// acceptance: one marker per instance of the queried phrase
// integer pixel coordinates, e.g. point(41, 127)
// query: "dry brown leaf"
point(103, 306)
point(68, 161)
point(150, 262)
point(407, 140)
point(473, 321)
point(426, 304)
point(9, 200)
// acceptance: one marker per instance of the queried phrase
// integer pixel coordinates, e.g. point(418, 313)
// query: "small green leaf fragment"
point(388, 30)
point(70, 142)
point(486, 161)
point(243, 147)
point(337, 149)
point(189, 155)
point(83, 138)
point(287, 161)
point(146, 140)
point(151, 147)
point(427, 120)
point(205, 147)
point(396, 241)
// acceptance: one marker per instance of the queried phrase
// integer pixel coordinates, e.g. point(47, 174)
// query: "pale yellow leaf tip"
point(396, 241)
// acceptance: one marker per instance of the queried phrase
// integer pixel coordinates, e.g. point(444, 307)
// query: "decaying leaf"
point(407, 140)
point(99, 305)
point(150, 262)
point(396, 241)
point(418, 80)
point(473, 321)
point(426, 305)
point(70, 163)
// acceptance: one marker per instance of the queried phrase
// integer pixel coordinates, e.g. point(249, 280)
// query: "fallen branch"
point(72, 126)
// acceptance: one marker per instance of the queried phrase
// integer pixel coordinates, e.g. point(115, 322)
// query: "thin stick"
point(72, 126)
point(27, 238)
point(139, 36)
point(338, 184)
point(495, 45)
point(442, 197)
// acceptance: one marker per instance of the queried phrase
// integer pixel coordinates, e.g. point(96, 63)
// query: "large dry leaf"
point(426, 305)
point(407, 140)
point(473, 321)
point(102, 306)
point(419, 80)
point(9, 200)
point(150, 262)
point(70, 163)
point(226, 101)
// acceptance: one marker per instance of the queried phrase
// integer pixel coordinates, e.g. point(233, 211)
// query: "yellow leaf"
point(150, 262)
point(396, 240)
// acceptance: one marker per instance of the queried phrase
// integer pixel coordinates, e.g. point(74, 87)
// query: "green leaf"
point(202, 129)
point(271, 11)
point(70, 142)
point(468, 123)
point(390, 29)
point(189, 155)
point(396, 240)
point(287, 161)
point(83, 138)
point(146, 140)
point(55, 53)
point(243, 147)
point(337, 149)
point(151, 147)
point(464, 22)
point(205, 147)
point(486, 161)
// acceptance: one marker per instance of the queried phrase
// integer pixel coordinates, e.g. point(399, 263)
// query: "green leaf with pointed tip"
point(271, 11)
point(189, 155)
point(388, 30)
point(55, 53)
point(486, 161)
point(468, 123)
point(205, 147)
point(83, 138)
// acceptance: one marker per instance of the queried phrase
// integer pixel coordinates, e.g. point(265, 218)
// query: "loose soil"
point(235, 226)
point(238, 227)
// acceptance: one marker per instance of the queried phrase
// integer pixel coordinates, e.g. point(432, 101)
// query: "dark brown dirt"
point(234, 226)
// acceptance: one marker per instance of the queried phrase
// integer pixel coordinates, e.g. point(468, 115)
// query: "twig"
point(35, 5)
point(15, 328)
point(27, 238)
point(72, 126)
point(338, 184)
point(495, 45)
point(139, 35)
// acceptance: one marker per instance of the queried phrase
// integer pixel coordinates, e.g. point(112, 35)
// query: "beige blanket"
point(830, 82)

^^^^^^^^

• REQUIRED WORK:
Output each line of the records above exactly.

• RESPONSE AREA:
// acceptance: one marker per instance of the queried phrase
// integer pixel coordinates, e.g. point(41, 127)
// query: "dry brown leaf"
point(103, 306)
point(68, 161)
point(150, 262)
point(407, 140)
point(473, 321)
point(426, 304)
point(9, 200)
// acceptance: one marker per instance of the queried phrase
// integer pixel coordinates, e.g. point(418, 313)
// query: "small green leaf fragment"
point(388, 30)
point(70, 142)
point(486, 161)
point(243, 147)
point(337, 149)
point(189, 155)
point(83, 138)
point(287, 161)
point(146, 140)
point(151, 147)
point(427, 120)
point(205, 147)
point(396, 241)
// acceptance: one marker per instance of the queried phrase
// integer pixel coordinates, e.g. point(47, 174)
// query: "pale yellow leaf tip"
point(396, 241)
// acceptance: one marker per instance of the queried phrase
// integer pixel coordinates, e.g. point(444, 307)
// query: "decaying leaf"
point(407, 140)
point(99, 305)
point(150, 262)
point(396, 241)
point(418, 80)
point(473, 321)
point(426, 305)
point(70, 163)
// acceptance: one marker per instance of the queried phrase
// integer pixel coordinates, e.g. point(249, 280)
// query: "fallen branch"
point(72, 126)
// acceptance: one marker per instance of the queried phrase
// integer pixel coordinates, e.g. point(115, 322)
// query: "thin stick"
point(72, 126)
point(27, 238)
point(139, 36)
point(338, 184)
point(495, 45)
point(442, 197)
// acceptance: one marker per instance of the queried phrase
// integer pixel coordinates, e.g. point(96, 63)
// query: "large dry leaf"
point(426, 305)
point(407, 140)
point(473, 321)
point(102, 306)
point(419, 80)
point(9, 200)
point(150, 262)
point(70, 163)
point(226, 101)
// acceptance: one marker per instance of the queried phrase
// integer pixel coordinates, e.g. point(233, 211)
// query: "yellow leaf"
point(150, 262)
point(396, 240)
// acceptance: one marker per instance of the queried phrase
// integer pixel coordinates, e.g. point(74, 87)
// query: "green leaf"
point(202, 129)
point(271, 11)
point(70, 142)
point(468, 123)
point(390, 29)
point(189, 155)
point(396, 240)
point(287, 161)
point(83, 138)
point(146, 140)
point(55, 53)
point(243, 147)
point(337, 149)
point(151, 147)
point(464, 22)
point(205, 147)
point(486, 161)
// acceptance: one marker per instance of the queried phrase
// integer pixel coordinates, e.g. point(399, 263)
// query: "green leaf with pointed tip"
point(271, 11)
point(189, 155)
point(388, 30)
point(55, 53)
point(486, 161)
point(468, 123)
point(205, 147)
point(83, 138)
// acceptance: one marker per instance of the queried phrase
// integer pixel coordinates, e.g. point(265, 218)
// query: "loose soil"
point(235, 226)
point(238, 227)
// acceptance: one marker per instance of the queried phrase
// integer pixel coordinates, e.g. point(432, 101)
// query: "dark brown dirt"
point(234, 226)
// acceptance: one marker per instance of the queried phrase
// integer pixel coordinates, e.g. point(468, 115)
// query: "twig"
point(35, 5)
point(15, 328)
point(27, 238)
point(72, 126)
point(338, 184)
point(495, 45)
point(139, 35)
// acceptance: one marker per instance of the queried phrase
// integer pixel coordinates, e.g. point(112, 35)
// query: "beige blanket"
point(830, 82)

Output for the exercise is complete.